## Brief
Could you repeat the whole listing below exactly as it stands?

## Entries provided
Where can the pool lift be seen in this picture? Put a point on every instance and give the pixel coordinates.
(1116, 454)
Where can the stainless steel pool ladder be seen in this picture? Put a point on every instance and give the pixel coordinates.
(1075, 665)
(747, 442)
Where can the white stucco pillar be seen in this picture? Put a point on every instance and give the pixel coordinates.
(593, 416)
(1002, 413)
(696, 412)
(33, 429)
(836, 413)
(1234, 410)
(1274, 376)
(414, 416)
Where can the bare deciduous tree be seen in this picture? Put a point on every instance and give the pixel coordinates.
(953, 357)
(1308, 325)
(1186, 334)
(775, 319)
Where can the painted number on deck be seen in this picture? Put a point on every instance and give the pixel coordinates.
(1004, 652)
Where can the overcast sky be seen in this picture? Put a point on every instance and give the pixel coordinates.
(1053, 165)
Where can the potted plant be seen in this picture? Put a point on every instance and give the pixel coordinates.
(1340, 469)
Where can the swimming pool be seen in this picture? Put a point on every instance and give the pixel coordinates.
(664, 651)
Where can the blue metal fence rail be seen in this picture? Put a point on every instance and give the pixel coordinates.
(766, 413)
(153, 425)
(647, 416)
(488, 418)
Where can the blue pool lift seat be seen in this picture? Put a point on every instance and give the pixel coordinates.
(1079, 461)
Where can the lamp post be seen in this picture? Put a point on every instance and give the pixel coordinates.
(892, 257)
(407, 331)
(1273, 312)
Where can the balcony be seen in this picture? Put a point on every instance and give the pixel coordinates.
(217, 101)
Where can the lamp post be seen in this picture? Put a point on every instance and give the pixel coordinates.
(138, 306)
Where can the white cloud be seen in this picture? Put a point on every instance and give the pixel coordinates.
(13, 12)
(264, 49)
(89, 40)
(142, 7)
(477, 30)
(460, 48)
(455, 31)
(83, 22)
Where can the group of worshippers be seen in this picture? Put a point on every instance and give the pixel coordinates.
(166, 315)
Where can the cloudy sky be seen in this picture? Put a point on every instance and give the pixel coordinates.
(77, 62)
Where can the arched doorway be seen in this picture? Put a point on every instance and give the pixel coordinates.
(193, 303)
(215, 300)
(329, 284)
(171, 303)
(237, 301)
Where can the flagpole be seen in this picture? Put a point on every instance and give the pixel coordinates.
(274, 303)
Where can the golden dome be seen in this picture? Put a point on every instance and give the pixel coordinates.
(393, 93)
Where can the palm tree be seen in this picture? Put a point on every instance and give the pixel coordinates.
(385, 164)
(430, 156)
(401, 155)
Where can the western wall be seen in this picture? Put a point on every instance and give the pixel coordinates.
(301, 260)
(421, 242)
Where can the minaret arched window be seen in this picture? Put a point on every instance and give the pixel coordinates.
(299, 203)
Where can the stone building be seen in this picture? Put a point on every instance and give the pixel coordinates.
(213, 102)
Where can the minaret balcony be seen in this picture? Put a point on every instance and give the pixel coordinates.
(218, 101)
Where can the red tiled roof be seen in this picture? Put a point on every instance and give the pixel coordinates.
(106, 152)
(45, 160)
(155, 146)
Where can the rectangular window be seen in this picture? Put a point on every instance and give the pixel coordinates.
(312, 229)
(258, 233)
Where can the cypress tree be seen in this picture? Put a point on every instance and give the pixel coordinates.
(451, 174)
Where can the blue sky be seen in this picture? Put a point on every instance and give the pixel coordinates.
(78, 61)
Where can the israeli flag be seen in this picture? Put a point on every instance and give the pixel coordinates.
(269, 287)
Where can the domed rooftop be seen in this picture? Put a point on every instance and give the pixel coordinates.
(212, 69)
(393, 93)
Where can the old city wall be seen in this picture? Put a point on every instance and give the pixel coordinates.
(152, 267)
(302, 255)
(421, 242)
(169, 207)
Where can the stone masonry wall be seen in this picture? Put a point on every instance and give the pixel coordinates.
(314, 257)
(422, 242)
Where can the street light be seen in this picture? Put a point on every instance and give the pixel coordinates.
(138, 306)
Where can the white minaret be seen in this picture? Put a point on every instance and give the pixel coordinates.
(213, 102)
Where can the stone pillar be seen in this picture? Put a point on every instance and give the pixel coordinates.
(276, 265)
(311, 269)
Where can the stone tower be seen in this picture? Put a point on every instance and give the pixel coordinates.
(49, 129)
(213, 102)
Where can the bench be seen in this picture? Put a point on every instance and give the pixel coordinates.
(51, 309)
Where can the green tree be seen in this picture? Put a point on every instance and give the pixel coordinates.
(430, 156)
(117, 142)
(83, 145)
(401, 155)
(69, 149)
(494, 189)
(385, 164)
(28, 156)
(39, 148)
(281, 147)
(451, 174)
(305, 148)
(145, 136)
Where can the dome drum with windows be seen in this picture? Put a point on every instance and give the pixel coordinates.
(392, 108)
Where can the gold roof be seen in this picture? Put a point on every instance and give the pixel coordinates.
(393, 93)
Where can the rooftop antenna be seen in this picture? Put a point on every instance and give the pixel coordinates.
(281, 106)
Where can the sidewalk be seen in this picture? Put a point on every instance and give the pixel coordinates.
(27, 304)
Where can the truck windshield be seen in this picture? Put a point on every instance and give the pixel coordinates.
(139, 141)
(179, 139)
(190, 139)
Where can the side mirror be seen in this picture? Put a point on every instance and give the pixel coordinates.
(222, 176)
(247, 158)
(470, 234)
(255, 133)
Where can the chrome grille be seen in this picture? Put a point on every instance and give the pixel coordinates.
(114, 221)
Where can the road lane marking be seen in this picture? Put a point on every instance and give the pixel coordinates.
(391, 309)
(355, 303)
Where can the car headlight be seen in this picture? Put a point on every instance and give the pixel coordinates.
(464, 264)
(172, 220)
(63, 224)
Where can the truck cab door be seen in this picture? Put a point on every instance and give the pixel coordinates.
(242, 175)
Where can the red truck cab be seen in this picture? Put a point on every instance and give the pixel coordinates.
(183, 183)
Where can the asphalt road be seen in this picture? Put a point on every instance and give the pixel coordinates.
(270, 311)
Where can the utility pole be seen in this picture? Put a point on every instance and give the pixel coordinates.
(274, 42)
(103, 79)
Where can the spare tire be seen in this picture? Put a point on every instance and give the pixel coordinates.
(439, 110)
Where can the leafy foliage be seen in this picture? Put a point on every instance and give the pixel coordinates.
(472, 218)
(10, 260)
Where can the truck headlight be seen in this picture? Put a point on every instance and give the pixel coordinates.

## Task result
Where can the pool lift be seen in this picture? Put a point on every instance and give the pixel coordinates.
(1116, 454)
Where can the stainless steel pool ladder be seen in this picture? Put a point on every instance and give the pixel coordinates.
(1075, 665)
(747, 442)
Where can the white stucco pillar be seen in this picture? Put a point on every instance and give the pixel coordinates.
(593, 416)
(1002, 413)
(696, 412)
(33, 429)
(836, 413)
(1234, 410)
(1274, 376)
(414, 416)
Where can the bare deciduous tree be seen in this picture? Put a point on every instance and give the pixel coordinates.
(953, 357)
(1308, 325)
(1186, 334)
(775, 319)
Where can the painted number on deck be seen in this picture? Put a point on every instance and give the pixel coordinates.
(1004, 652)
Where can the overcast sky be seen in this picture? Put a point on every instance and give the pixel coordinates.
(1053, 165)
Where can the potted plant be seen in this picture? Put a point on every instance and give the pixel coordinates.
(1340, 469)
Where can the swimming pool be seen in this picture? Put a point on every instance and give the pixel coordinates.
(664, 651)
Where can the blue metal fence rail be seen in this picture? Put a point on every instance and give the pixel coordinates.
(766, 413)
(153, 425)
(647, 416)
(488, 418)
Where can the blue pool lift seat be seen in this picture? Put a point on every instance and give the pixel coordinates.
(1079, 461)
Where can the lamp post be seen in this picture? Put a point on every instance and give the pixel coordinates.
(892, 257)
(407, 331)
(1273, 312)
Where can the balcony be seen in this picture? Put a point on every instance and give the pixel coordinates.
(217, 101)
Where can the lamp post be seen in this picture? Put a point on every instance and give the pixel coordinates.
(138, 306)
Where can the white cloud be seen in this picture? Put a point on every instance and give the pixel coordinates.
(13, 12)
(264, 49)
(89, 40)
(142, 7)
(477, 30)
(460, 48)
(455, 31)
(83, 22)
Where can the group of worshippers be seen in this picture? Put a point on every instance and give the pixel coordinates.
(166, 315)
Where can the cloudy sky be seen in this picture? Put a point on every instance and give the pixel coordinates.
(77, 62)
Where can the arched doorway be seen in this picture? Put a point on every instance and give the pixel coordinates.
(193, 303)
(215, 300)
(329, 284)
(171, 303)
(237, 301)
Where can the flagpole be seen in this picture? Put a point on every instance and give the pixel coordinates.
(274, 303)
Where can the golden dome be seen in this picture? Put a point on every instance and give the pixel coordinates.
(393, 93)
Where can the palm tree be seen in this picture? Put a point on every instance and give the pixel coordinates.
(385, 164)
(430, 156)
(401, 155)
Where can the western wall be seen in this picture? Put a point on every instance and give the pixel coordinates.
(301, 260)
(421, 242)
Where can the minaret arched window be seen in this picture? Put a point on every instance and give the pixel coordinates.
(299, 203)
Where can the stone building be seen in this picture? Put a point on every instance and give the pixel coordinates.
(213, 102)
Where can the minaret balcony be seen in this picture? Put a point on every instance and give the pixel coordinates.
(218, 101)
Where can the red tiled roof be seen in this picture? Put a point on every instance and give the pixel coordinates.
(106, 152)
(45, 160)
(155, 146)
Where can the rectangular window be seen in this picture? Put a point on every instance and give the pixel coordinates.
(312, 229)
(258, 233)
Where can the cypress tree be seen in this picture? Put a point on every instance and give the pixel coordinates.
(451, 174)
Where can the blue sky be seen in this picture? Put a point on every instance and give the pixel coordinates.
(78, 61)
Where can the israeli flag be seen in this picture? Put a point on every instance and give the pixel coordinates.
(269, 287)
Where can the domed rooftop be seen in this picture? Put a point on every instance and give the pixel coordinates.
(212, 69)
(393, 93)
Where can the old city wall be seen in this picture? Put a point on every instance and give the pixel coordinates.
(152, 267)
(302, 255)
(421, 242)
(169, 207)
Where can the stone masonry wall be seen in this picture? Put a point on every instance and give the pixel coordinates.
(314, 257)
(422, 242)
Where can the street light be seen in this picture? Put a point on every instance and give the pixel coordinates.
(138, 306)
Where can the white minaret be seen in this picture? Put a point on every instance and give the pixel coordinates.
(213, 102)
Where can the stone pillar be seen in this picture? Put a point on every instance and give the pixel coordinates.
(276, 265)
(311, 269)
Where can the stone tower be seen in this picture? Put a point on every instance and give the pixel coordinates.
(49, 129)
(213, 102)
Where can the bench be seen in this picture? Put a point on every instance and give the pixel coordinates.
(51, 309)
Where can the green tree be seen in this picture? Put a point on every instance and give the pixel coordinates.
(430, 156)
(117, 142)
(83, 145)
(401, 155)
(69, 149)
(494, 189)
(385, 164)
(28, 156)
(39, 148)
(281, 147)
(451, 174)
(305, 148)
(145, 136)
Where can the dome drum with windows be seen in this picture? Put a point on every instance and give the pixel coordinates.
(392, 108)
Where can the gold roof be seen in this picture? Put a point on every instance and give the pixel coordinates.
(393, 93)
Where can the rooftop antenna be seen in this picture? Put a point on every instance and give the pixel coordinates.
(281, 106)
Where can the sidewalk be seen in this picture? Put a point on every instance and give the pixel coordinates.
(27, 304)
Where can the truck windshield be seen in this picture? Put a point on every instance and give the pixel coordinates.
(139, 141)
(179, 139)
(190, 139)
Where can the side mirror be seen in this picture? Put a point on every instance and give the pixel coordinates.
(222, 176)
(247, 158)
(470, 234)
(255, 133)
Where can the chrome grille be seen in this picture? Put a point on every instance and give the pixel coordinates.
(114, 221)
Where can the road lane marking be seen in this picture? Put a point on every instance and give the pixel coordinates.
(391, 309)
(355, 303)
Where can the car headlight be seen in this picture? Put a point on every instance and give the pixel coordinates.
(464, 264)
(172, 220)
(63, 224)
Where can the truck cab door be seen in this picture? Put a point on every instance and give the pixel coordinates.
(242, 175)
Where can the red truck cab be seen in this picture? Put a point on every instance and give the pixel coordinates.
(183, 183)
Where can the asphalt road be seen in this picture? Put a point on every instance and give the pixel coordinates.
(270, 311)
Where can the utility pole be seen in this picture? Put a point on every instance and give the pixel coordinates.
(274, 42)
(103, 79)
Where can the spare tire be seen in this picture? Put a point on every instance and give the pixel coordinates.
(439, 110)
Where can the leafy foliage be seen in this picture? Put a point on every instance and give the pixel coordinates.
(472, 218)
(10, 260)
Where can the truck headlight be seen in this picture? Put a point on every instance and give the pixel coordinates.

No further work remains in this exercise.